## Work to be completed
Each entry should be quoted word for word, including every mark of punctuation.

## Data shown
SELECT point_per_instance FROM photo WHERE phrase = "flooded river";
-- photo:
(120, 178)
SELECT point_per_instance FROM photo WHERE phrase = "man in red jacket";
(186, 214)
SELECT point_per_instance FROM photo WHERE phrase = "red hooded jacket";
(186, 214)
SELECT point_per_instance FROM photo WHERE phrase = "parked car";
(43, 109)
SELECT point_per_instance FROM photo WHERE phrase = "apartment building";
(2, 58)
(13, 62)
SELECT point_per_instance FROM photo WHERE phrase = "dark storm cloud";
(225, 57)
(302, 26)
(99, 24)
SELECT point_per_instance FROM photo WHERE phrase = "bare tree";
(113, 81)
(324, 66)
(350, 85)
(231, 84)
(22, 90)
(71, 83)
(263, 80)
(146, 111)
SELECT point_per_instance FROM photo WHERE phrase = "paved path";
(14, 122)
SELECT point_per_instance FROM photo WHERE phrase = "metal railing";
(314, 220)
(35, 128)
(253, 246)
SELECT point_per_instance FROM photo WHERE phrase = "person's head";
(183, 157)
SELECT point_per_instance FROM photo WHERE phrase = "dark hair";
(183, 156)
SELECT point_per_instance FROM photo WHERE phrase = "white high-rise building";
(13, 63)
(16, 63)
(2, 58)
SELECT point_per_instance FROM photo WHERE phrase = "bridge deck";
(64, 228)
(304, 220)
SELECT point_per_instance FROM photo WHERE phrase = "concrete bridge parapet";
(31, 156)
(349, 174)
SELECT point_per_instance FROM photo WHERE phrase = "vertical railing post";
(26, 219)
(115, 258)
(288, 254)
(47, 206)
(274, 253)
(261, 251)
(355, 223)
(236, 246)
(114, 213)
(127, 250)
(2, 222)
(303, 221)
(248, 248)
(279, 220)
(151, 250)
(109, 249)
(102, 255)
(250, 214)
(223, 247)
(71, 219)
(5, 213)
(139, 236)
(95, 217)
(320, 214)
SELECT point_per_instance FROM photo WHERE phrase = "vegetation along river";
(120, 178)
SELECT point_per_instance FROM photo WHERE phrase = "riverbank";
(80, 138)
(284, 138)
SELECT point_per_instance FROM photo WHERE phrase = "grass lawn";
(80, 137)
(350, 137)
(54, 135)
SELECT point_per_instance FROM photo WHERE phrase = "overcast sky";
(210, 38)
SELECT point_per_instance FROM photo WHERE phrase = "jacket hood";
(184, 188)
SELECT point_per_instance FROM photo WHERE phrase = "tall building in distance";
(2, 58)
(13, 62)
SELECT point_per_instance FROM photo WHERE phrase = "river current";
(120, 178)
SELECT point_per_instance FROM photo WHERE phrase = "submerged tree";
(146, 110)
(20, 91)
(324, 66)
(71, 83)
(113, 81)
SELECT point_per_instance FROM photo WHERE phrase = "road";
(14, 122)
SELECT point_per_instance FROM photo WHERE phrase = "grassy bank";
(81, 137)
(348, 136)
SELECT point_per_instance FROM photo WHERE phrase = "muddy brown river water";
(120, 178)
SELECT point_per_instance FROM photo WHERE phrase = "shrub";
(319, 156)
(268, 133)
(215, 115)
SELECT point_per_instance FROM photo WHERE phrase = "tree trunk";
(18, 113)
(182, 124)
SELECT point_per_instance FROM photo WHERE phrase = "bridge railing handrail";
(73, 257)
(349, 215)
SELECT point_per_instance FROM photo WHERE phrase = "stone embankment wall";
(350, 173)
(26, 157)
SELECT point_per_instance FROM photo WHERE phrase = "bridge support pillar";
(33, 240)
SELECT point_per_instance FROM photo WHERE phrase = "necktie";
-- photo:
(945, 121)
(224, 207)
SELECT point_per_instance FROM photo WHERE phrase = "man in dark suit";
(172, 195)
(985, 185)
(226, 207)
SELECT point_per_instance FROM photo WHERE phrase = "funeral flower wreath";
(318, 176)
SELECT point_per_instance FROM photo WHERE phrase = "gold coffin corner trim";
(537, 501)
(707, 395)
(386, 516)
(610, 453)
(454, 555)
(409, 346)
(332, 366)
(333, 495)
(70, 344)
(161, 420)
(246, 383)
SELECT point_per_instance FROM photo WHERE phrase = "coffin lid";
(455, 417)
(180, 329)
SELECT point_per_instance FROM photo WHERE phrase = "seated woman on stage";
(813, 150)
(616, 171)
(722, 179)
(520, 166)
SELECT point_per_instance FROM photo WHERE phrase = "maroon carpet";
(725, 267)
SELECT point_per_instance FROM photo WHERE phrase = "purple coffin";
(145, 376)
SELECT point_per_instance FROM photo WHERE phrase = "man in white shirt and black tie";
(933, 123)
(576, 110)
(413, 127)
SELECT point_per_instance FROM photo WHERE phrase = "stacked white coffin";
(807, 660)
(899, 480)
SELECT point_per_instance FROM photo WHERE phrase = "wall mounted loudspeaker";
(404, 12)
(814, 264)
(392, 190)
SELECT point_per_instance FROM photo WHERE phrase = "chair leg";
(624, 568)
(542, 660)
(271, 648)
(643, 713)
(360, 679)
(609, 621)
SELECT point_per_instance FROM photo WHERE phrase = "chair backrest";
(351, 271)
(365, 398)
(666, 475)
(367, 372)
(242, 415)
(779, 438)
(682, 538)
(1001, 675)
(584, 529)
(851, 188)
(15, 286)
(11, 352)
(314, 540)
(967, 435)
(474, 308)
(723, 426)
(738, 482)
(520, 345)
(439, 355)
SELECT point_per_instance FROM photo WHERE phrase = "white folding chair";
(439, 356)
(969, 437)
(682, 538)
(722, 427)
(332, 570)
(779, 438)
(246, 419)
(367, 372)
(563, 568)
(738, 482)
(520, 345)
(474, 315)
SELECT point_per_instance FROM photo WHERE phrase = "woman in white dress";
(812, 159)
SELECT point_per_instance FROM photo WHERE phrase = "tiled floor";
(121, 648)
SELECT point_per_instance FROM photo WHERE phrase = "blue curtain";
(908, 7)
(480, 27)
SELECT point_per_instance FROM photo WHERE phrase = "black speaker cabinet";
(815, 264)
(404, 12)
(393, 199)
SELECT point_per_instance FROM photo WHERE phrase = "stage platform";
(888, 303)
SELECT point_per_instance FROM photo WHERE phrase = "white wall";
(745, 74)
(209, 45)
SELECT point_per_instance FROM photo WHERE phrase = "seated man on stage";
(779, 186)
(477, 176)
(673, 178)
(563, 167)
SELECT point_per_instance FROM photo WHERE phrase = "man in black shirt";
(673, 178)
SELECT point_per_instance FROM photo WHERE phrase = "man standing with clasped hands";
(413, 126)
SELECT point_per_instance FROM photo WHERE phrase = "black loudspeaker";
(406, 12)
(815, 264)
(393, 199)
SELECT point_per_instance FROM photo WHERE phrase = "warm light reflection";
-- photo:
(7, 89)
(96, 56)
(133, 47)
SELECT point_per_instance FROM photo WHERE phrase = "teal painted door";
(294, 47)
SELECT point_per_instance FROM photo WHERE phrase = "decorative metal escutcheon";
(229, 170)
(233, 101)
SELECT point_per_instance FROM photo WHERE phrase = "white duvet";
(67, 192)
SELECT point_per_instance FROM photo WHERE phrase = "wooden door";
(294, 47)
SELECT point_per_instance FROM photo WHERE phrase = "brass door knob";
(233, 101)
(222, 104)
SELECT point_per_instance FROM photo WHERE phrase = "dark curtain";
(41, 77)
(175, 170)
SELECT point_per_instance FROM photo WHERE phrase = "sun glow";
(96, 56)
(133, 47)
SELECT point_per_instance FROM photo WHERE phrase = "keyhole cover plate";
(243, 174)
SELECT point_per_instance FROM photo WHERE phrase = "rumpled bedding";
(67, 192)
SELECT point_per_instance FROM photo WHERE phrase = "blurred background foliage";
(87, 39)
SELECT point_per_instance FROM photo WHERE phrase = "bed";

## Exercise output
SELECT point_per_instance FROM photo WHERE phrase = "flooded river";
-- photo:
(120, 178)
SELECT point_per_instance FROM photo WHERE phrase = "man in red jacket";
(186, 214)
SELECT point_per_instance FROM photo WHERE phrase = "red hooded jacket";
(186, 214)
SELECT point_per_instance FROM photo WHERE phrase = "parked car";
(43, 109)
SELECT point_per_instance FROM photo WHERE phrase = "apartment building";
(2, 58)
(13, 62)
SELECT point_per_instance FROM photo WHERE phrase = "dark storm cloud";
(225, 57)
(302, 26)
(99, 24)
SELECT point_per_instance FROM photo WHERE phrase = "bare tree";
(113, 81)
(324, 66)
(350, 85)
(231, 84)
(22, 90)
(71, 83)
(263, 80)
(146, 111)
SELECT point_per_instance FROM photo WHERE phrase = "paved path";
(14, 122)
SELECT point_per_instance FROM photo WHERE phrase = "metal railing";
(314, 220)
(35, 128)
(253, 246)
SELECT point_per_instance FROM photo WHERE phrase = "person's head";
(183, 157)
SELECT point_per_instance FROM photo WHERE phrase = "dark hair";
(183, 156)
SELECT point_per_instance FROM photo WHERE phrase = "white high-rise building";
(13, 63)
(16, 63)
(2, 58)
SELECT point_per_instance FROM photo WHERE phrase = "bridge deck";
(64, 228)
(304, 220)
SELECT point_per_instance FROM photo WHERE phrase = "concrete bridge parapet";
(31, 156)
(349, 174)
SELECT point_per_instance FROM photo WHERE phrase = "vertical railing post";
(26, 219)
(115, 258)
(288, 254)
(47, 206)
(274, 253)
(261, 251)
(355, 223)
(236, 246)
(114, 213)
(127, 250)
(2, 222)
(303, 221)
(248, 248)
(279, 220)
(151, 250)
(109, 249)
(102, 255)
(250, 214)
(223, 247)
(71, 219)
(5, 213)
(139, 236)
(95, 217)
(320, 214)
SELECT point_per_instance FROM photo WHERE phrase = "vegetation along river";
(120, 178)
SELECT point_per_instance FROM photo WHERE phrase = "riverbank";
(80, 138)
(284, 138)
SELECT point_per_instance FROM photo WHERE phrase = "grass lawn";
(80, 137)
(350, 137)
(54, 135)
SELECT point_per_instance FROM photo WHERE phrase = "overcast sky";
(210, 38)
SELECT point_per_instance FROM photo WHERE phrase = "jacket hood";
(184, 188)
SELECT point_per_instance FROM photo WHERE phrase = "tall building in distance";
(2, 58)
(13, 62)
SELECT point_per_instance FROM photo WHERE phrase = "river current";
(120, 178)
SELECT point_per_instance FROM photo WHERE phrase = "submerged tree";
(146, 110)
(20, 91)
(324, 66)
(71, 83)
(113, 81)
SELECT point_per_instance FROM photo WHERE phrase = "road";
(14, 122)
SELECT point_per_instance FROM photo WHERE phrase = "grassy bank";
(81, 137)
(348, 136)
SELECT point_per_instance FROM photo WHERE phrase = "muddy brown river water";
(120, 178)
SELECT point_per_instance FROM photo WHERE phrase = "shrub";
(319, 156)
(268, 133)
(215, 115)
SELECT point_per_instance FROM photo WHERE phrase = "tree trunk";
(18, 113)
(182, 124)
SELECT point_per_instance FROM photo WHERE phrase = "bridge railing handrail";
(73, 257)
(349, 215)
SELECT point_per_instance FROM photo WHERE phrase = "stone embankment wall";
(350, 173)
(26, 157)
SELECT point_per_instance FROM photo WHERE phrase = "bridge support pillar";
(33, 240)
SELECT point_per_instance FROM photo WHERE phrase = "necktie";
-- photo:
(945, 121)
(224, 207)
SELECT point_per_instance FROM photo WHERE phrase = "man in dark suit";
(172, 195)
(985, 185)
(226, 207)
SELECT point_per_instance FROM photo WHERE phrase = "funeral flower wreath";
(318, 176)
SELECT point_per_instance FROM photo WHERE phrase = "gold coffin corner trim";
(537, 501)
(707, 395)
(386, 516)
(610, 453)
(454, 555)
(409, 346)
(332, 366)
(333, 495)
(70, 344)
(161, 420)
(246, 383)
SELECT point_per_instance FROM photo WHERE phrase = "coffin lid";
(455, 417)
(180, 329)
SELECT point_per_instance FROM photo WHERE phrase = "seated woman on stage";
(813, 150)
(616, 171)
(722, 179)
(520, 166)
SELECT point_per_instance FROM photo WHERE phrase = "maroon carpet";
(725, 267)
SELECT point_per_instance FROM photo WHERE phrase = "purple coffin";
(145, 376)
SELECT point_per_instance FROM photo WHERE phrase = "man in white shirt and black tie";
(933, 123)
(576, 110)
(413, 127)
SELECT point_per_instance FROM photo WHERE phrase = "stacked white coffin";
(807, 660)
(899, 480)
SELECT point_per_instance FROM photo WHERE phrase = "wall mounted loudspeaker";
(404, 12)
(814, 264)
(392, 190)
SELECT point_per_instance FROM photo WHERE phrase = "chair leg";
(624, 568)
(542, 660)
(271, 648)
(643, 713)
(360, 679)
(609, 621)
SELECT point_per_instance FROM photo WHERE phrase = "chair backrest";
(351, 271)
(365, 398)
(666, 475)
(367, 372)
(242, 415)
(779, 438)
(682, 538)
(1001, 675)
(584, 529)
(851, 188)
(15, 286)
(11, 352)
(314, 540)
(967, 435)
(474, 308)
(723, 426)
(738, 482)
(520, 345)
(439, 355)
SELECT point_per_instance FROM photo WHERE phrase = "white folding chair";
(439, 356)
(969, 437)
(682, 538)
(722, 427)
(332, 570)
(779, 438)
(246, 419)
(367, 372)
(563, 568)
(738, 482)
(520, 345)
(474, 315)
SELECT point_per_instance FROM photo WHERE phrase = "woman in white dress";
(812, 159)
SELECT point_per_instance FROM photo WHERE phrase = "tiled floor";
(121, 648)
SELECT point_per_instance FROM photo WHERE phrase = "blue curtain";
(908, 7)
(480, 27)
SELECT point_per_instance FROM photo WHERE phrase = "black speaker cabinet";
(815, 264)
(404, 12)
(393, 199)
SELECT point_per_instance FROM photo WHERE phrase = "stage platform";
(888, 303)
SELECT point_per_instance FROM photo WHERE phrase = "white wall";
(745, 74)
(209, 45)
SELECT point_per_instance FROM photo WHERE phrase = "seated man on stage";
(779, 186)
(477, 176)
(673, 178)
(563, 167)
SELECT point_per_instance FROM photo WHERE phrase = "man in black shirt";
(673, 178)
SELECT point_per_instance FROM photo WHERE phrase = "man standing with clasped hands";
(413, 126)
SELECT point_per_instance FROM photo WHERE phrase = "black loudspeaker";
(406, 12)
(815, 264)
(393, 199)
SELECT point_per_instance FROM photo WHERE phrase = "warm light reflection";
-- photo:
(7, 89)
(96, 56)
(133, 47)
SELECT point_per_instance FROM photo WHERE phrase = "teal painted door";
(294, 47)
SELECT point_per_instance FROM photo WHERE phrase = "decorative metal escutcheon";
(229, 170)
(233, 101)
SELECT point_per_instance FROM photo WHERE phrase = "white duvet";
(67, 192)
SELECT point_per_instance FROM photo WHERE phrase = "wooden door";
(294, 47)
SELECT point_per_instance FROM photo WHERE phrase = "brass door knob";
(233, 101)
(222, 104)
SELECT point_per_instance FROM photo WHERE phrase = "dark curtain";
(41, 77)
(175, 170)
SELECT point_per_instance FROM photo WHERE phrase = "sun glow";
(96, 56)
(133, 47)
SELECT point_per_instance FROM photo WHERE phrase = "keyhole cover plate";
(243, 174)
SELECT point_per_instance FROM photo WHERE phrase = "rumpled bedding";
(67, 192)
SELECT point_per_instance FROM photo WHERE phrase = "blurred background foliage";
(87, 39)
SELECT point_per_instance FROM photo WHERE phrase = "bed";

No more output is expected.